• Instruction
Retype the passage in the album article that begins at the words "The Weather is a" and stops after "June 10, 2003.", keeping every character as it appears.

• Text to read
Studio album by Busdriver & Radioinactive with Daedelus
- Released: February 18, 2003
- Genre: Hip hop
- Length: 60:47
- Label: Mush Records
- Producer: Daedelus

= The Weather (Busdriver, Radioinactive and Daedelus album) =

The Weather is a collaborative studio album by Busdriver & Radioinactive with Daedelus. It was released on Mush Records on February 18, 2003.

Daedelus released a reworking instrumental version of the album, titled Rethinking the Weather, on Mush Records on June 10, 2003.

Professional ratings
Review scores
| Source | Rating |
| AllMusic |  |
| Robert Christgau | (dud) |
| Dusted Magazine | unfavorable |
| East Bay Express | favorable |
| Exclaim! | mixed |
| Pitchfork | 8.5/10 |
| Stylus Magazine | D |

==Critical reception==
Julianne Shepherd of Pitchfork praised the album, writing, "The Weather is smart but not pretentious, skeptical but not misanthropic, and it proves avant-hiphop doesn't have to be avant-crappy." Meanwhile, Fredrick Thomas of Stylus Magazine criticized the album's consistency, writing: "It's not that any track on the album is actually bad when compared to artists doing similar work – it's just that it does nothing to differentiate them from the pack."

• Record list
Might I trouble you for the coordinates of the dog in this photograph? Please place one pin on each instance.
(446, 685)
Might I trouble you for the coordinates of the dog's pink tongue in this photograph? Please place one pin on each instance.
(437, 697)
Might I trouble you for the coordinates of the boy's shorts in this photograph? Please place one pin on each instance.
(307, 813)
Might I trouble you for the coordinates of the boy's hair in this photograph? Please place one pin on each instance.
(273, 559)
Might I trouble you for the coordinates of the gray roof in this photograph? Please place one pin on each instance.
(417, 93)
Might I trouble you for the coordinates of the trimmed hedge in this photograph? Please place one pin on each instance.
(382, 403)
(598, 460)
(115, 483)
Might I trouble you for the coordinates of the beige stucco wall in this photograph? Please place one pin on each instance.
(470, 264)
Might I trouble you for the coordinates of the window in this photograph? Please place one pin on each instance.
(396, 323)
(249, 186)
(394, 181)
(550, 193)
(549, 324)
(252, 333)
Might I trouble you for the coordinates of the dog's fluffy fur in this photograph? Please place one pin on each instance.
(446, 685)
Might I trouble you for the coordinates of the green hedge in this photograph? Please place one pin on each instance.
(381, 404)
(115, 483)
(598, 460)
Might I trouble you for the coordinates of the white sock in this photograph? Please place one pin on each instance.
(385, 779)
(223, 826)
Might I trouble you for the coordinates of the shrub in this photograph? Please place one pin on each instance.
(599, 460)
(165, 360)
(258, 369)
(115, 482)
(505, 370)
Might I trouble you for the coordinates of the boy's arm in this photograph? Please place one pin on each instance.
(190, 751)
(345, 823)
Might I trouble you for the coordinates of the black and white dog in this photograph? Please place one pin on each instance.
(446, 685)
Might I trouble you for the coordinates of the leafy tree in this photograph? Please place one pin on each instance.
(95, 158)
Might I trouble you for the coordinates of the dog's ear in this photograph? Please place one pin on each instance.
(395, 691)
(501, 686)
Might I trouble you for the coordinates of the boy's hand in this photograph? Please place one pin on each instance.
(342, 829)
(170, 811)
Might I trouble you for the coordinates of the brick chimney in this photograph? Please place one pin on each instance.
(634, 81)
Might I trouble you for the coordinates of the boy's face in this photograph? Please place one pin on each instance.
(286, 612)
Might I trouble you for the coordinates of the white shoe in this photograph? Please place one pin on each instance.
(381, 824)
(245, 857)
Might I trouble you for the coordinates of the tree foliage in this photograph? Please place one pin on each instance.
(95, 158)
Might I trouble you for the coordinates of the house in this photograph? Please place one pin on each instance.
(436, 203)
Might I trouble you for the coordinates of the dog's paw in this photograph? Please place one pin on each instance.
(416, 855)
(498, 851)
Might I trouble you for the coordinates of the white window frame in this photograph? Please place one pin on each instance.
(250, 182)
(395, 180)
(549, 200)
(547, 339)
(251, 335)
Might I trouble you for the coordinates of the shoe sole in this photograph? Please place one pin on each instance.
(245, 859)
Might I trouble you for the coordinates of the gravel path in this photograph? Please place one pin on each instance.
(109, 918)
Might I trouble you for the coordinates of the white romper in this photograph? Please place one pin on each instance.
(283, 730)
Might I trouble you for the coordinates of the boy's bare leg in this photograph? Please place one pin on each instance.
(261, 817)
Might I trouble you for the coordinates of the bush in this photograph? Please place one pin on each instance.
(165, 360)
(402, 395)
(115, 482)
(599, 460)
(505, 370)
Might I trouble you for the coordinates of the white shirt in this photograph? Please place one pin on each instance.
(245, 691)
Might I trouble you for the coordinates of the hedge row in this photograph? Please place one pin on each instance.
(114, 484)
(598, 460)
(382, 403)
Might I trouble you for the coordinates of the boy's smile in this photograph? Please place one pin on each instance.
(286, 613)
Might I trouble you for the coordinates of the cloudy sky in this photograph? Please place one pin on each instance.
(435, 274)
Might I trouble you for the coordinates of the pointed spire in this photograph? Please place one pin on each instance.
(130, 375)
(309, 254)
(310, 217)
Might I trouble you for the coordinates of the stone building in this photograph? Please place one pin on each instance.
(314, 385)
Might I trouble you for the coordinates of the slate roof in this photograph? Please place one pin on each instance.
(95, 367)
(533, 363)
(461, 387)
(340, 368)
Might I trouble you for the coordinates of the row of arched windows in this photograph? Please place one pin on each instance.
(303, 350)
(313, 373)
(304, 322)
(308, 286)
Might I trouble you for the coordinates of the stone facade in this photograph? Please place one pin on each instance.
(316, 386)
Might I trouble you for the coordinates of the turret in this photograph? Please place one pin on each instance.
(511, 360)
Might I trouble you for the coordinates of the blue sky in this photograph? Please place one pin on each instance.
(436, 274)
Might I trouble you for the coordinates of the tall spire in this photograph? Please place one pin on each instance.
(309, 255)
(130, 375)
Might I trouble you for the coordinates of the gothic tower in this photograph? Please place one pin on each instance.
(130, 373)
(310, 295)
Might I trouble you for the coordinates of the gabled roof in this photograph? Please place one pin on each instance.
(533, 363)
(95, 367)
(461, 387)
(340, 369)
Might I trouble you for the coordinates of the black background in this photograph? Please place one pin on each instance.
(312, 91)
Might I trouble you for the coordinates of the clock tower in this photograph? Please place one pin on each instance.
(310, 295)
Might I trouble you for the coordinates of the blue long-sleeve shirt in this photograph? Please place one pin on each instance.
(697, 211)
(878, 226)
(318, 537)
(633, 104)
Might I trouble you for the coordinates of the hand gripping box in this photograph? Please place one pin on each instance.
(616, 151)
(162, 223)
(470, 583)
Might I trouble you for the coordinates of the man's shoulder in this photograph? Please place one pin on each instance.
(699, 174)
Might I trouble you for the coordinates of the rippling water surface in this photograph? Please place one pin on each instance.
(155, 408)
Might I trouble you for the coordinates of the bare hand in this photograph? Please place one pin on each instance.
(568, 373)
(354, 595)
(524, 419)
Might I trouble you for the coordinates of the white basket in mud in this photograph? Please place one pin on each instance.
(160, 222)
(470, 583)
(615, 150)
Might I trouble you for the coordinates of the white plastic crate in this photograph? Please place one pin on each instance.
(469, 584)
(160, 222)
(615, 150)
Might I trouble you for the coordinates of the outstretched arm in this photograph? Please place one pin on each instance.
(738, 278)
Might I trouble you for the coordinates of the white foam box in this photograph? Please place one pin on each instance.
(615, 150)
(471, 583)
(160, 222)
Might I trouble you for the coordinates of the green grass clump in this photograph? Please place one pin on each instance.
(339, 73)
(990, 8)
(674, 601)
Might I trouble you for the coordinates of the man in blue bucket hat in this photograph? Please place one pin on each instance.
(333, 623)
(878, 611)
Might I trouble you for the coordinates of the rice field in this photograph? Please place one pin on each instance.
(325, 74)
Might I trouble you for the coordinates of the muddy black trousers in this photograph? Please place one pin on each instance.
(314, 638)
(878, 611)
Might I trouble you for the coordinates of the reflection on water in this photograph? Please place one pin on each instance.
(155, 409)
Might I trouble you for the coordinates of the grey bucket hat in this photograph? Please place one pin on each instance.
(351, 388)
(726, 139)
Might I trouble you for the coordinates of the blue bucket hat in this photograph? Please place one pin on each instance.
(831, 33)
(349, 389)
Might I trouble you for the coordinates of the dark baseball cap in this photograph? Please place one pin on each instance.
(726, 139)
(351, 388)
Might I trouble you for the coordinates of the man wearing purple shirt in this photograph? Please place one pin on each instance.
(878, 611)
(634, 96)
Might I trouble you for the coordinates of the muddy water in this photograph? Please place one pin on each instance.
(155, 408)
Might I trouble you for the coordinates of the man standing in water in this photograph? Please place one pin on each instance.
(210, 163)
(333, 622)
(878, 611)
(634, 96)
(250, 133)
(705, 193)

• The result
The Weather is a collaborative studio album by Busdriver & Radioinactive with Daedelus. It was released on Mush Records on February 18, 2003.

Daedelus released a reworking instrumental version of the album, titled Rethinking the Weather, on Mush Records on June 10, 2003.